___ Excerpted records ___
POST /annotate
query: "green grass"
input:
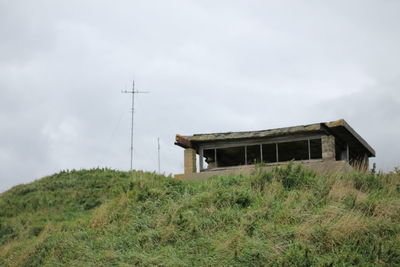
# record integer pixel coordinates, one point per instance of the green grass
(289, 216)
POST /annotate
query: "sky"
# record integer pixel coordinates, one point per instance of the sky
(210, 66)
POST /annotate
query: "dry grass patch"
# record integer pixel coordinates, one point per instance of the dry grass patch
(388, 210)
(342, 189)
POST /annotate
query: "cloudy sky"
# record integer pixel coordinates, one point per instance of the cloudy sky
(211, 66)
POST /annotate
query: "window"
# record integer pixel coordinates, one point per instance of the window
(253, 154)
(316, 149)
(297, 150)
(231, 156)
(269, 153)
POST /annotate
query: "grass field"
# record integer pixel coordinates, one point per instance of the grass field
(289, 216)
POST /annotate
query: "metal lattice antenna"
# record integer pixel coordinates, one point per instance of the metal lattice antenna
(133, 92)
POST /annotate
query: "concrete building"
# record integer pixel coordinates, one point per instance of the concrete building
(323, 147)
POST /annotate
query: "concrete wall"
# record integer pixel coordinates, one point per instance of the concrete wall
(189, 161)
(328, 147)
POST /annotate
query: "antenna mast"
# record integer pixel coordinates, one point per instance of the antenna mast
(158, 147)
(133, 92)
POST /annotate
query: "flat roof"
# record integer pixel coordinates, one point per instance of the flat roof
(340, 129)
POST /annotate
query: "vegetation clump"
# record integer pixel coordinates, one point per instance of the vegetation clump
(288, 216)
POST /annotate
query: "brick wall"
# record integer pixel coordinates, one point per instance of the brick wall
(328, 147)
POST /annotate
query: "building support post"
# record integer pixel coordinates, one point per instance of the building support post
(328, 147)
(201, 159)
(190, 160)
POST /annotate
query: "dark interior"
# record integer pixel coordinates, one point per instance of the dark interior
(297, 150)
(287, 151)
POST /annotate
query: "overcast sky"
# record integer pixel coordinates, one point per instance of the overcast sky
(211, 66)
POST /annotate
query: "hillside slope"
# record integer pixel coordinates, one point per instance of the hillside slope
(285, 217)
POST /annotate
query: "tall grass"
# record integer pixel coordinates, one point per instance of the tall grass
(288, 216)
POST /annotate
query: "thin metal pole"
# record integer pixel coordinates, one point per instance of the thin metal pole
(215, 155)
(201, 158)
(132, 116)
(245, 155)
(158, 147)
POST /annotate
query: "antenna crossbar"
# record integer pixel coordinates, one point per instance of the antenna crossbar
(133, 92)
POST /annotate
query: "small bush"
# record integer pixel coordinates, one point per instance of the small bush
(293, 177)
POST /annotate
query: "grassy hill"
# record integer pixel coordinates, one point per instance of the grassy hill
(289, 216)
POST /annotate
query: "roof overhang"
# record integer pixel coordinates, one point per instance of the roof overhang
(340, 129)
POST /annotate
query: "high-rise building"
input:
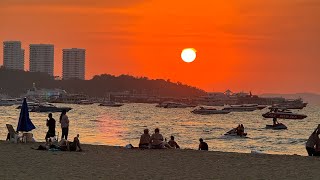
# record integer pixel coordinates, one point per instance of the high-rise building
(73, 63)
(42, 58)
(13, 55)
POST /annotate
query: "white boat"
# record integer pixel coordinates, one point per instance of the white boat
(110, 104)
(239, 108)
(9, 102)
(233, 132)
(174, 105)
(206, 111)
(276, 126)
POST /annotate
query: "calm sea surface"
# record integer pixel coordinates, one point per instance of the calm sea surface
(123, 125)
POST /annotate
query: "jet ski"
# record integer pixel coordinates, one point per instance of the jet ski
(276, 126)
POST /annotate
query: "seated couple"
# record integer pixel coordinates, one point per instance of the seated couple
(155, 141)
(63, 145)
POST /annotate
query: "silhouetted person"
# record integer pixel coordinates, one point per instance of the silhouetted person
(64, 120)
(145, 140)
(275, 121)
(312, 141)
(173, 143)
(51, 123)
(203, 145)
(156, 140)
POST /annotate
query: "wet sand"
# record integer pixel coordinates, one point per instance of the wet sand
(19, 161)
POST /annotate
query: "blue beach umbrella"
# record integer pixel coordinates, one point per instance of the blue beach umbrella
(25, 123)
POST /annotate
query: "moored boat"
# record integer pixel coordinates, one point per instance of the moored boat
(283, 114)
(48, 108)
(110, 104)
(174, 105)
(276, 126)
(206, 111)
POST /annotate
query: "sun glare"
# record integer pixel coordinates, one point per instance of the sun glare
(188, 55)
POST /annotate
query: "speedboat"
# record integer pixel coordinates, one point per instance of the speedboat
(239, 108)
(233, 132)
(276, 126)
(84, 102)
(110, 104)
(174, 105)
(206, 111)
(48, 108)
(283, 114)
(9, 102)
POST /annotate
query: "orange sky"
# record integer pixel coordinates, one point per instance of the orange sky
(242, 45)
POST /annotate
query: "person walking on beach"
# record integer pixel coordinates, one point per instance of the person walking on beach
(51, 123)
(64, 121)
(312, 141)
(203, 145)
(145, 140)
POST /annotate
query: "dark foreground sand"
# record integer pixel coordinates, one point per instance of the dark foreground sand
(19, 161)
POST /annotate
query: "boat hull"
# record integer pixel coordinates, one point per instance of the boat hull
(284, 115)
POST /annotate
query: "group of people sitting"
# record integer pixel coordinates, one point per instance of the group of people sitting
(63, 145)
(156, 141)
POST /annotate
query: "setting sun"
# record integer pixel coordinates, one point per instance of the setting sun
(188, 55)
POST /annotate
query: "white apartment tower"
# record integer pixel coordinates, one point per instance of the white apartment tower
(13, 55)
(73, 63)
(42, 58)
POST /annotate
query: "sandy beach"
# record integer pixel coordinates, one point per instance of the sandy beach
(20, 161)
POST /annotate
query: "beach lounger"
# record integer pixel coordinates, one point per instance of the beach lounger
(13, 135)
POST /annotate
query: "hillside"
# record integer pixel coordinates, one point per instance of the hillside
(15, 83)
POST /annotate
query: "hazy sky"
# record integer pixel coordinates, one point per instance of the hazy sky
(262, 46)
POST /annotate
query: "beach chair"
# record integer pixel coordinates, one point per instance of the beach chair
(13, 135)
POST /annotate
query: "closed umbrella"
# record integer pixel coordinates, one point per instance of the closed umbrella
(25, 123)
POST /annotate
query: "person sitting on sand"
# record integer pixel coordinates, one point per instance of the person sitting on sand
(275, 122)
(240, 130)
(312, 141)
(145, 140)
(51, 123)
(65, 145)
(173, 143)
(156, 140)
(203, 145)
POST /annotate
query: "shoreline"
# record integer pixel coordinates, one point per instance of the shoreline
(109, 162)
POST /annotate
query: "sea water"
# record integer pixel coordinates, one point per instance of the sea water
(119, 126)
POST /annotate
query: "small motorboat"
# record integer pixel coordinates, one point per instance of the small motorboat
(233, 132)
(283, 114)
(110, 104)
(276, 126)
(46, 107)
(206, 111)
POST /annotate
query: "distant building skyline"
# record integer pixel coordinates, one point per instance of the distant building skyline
(73, 63)
(41, 58)
(13, 55)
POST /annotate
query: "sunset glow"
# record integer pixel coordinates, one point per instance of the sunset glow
(244, 44)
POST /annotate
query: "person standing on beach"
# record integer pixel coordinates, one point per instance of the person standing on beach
(203, 145)
(64, 121)
(173, 143)
(145, 140)
(51, 123)
(156, 140)
(312, 141)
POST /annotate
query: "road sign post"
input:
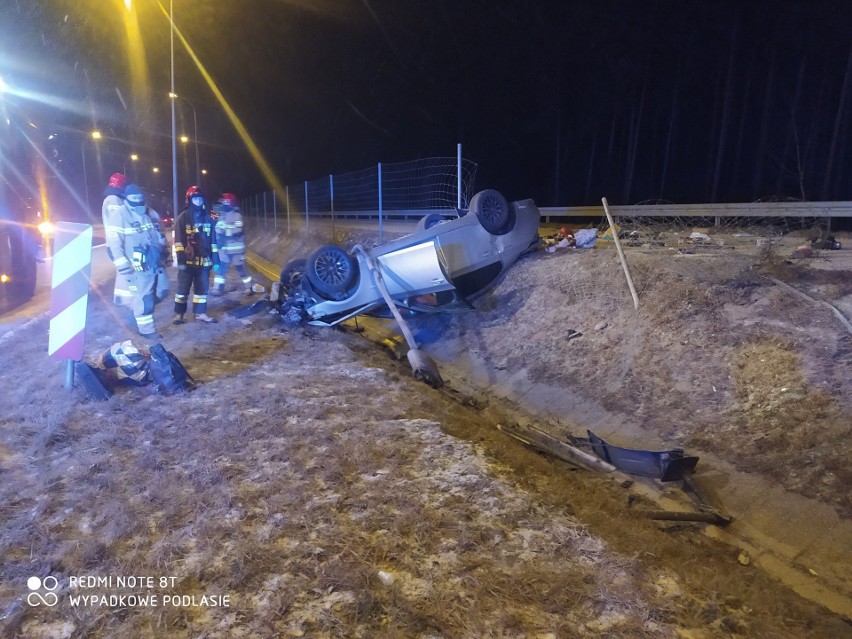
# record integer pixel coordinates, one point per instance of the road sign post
(69, 298)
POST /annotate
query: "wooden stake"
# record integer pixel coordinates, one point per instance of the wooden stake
(620, 253)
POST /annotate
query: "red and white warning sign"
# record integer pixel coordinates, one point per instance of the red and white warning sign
(72, 266)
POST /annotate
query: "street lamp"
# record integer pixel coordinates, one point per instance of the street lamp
(134, 157)
(174, 96)
(174, 140)
(95, 135)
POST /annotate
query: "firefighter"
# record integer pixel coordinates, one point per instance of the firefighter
(232, 246)
(161, 287)
(134, 243)
(114, 201)
(196, 253)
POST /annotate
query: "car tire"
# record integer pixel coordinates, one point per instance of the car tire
___
Count how many lines in the data contain the word "standing". Reply with the number alone.

2